═════ Entries provided

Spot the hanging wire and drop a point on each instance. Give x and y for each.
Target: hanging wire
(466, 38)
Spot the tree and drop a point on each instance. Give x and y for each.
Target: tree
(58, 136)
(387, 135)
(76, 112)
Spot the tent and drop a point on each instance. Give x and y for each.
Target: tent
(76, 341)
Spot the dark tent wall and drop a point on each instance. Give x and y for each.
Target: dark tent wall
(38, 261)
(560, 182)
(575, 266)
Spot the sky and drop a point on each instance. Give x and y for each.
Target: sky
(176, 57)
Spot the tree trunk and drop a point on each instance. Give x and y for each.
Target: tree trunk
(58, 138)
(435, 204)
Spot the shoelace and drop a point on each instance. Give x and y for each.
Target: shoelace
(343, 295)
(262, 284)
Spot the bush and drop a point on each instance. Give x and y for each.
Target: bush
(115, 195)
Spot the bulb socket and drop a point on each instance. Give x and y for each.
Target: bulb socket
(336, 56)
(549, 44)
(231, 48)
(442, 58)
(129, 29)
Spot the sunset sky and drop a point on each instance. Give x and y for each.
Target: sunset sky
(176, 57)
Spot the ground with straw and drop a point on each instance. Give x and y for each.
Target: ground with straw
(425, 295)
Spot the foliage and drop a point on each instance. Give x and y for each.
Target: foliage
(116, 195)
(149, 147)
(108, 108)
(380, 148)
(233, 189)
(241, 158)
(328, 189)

══════════

- **Goal**
Could you copy out every entry above word for word, leaving nothing out and changing nothing?

- **Result**
Spot the hanging wire and drop a point on each instance. Give x and y for each.
Target: hanging wire
(466, 38)
Spot the tree and drop a point on each instance. Give x and y for each.
Target: tree
(58, 136)
(387, 135)
(76, 112)
Spot the tent and drop a point on each instance. Give x and y for each.
Target: tent
(76, 341)
Spot the dark tent wall and drop a point on each instance. Give x and y for each.
Target: dark tent wall
(38, 261)
(560, 182)
(575, 266)
Spot the sky and drop a point on each instance. Give x and y for each.
Target: sky
(176, 57)
Spot the tree trunk and drop a point on each instance. Give x and y for each.
Target: tree trunk
(58, 138)
(435, 204)
Spot the shoelace and drop a point on each instance. Give x and y for each.
Target: shoelace
(343, 295)
(262, 284)
Spot the bush and drop a point on each instance. Give x and y for each.
Target: bush
(115, 195)
Spot the bulb socket and drop a point on each instance. Give x and y for each.
Target: bulb socket
(336, 56)
(549, 44)
(231, 48)
(442, 58)
(129, 29)
Spot the sunset sky and drop a point on each instance. Give x and y for each.
Target: sunset sky
(176, 57)
Spot the ground with straw and drop a point on each instance. Give x and y for each.
Target: ground with straw
(425, 295)
Spot the foliage and drop a point on each instance. Give x and y for each.
Target: foliage
(116, 195)
(149, 147)
(108, 108)
(380, 148)
(233, 189)
(241, 158)
(328, 189)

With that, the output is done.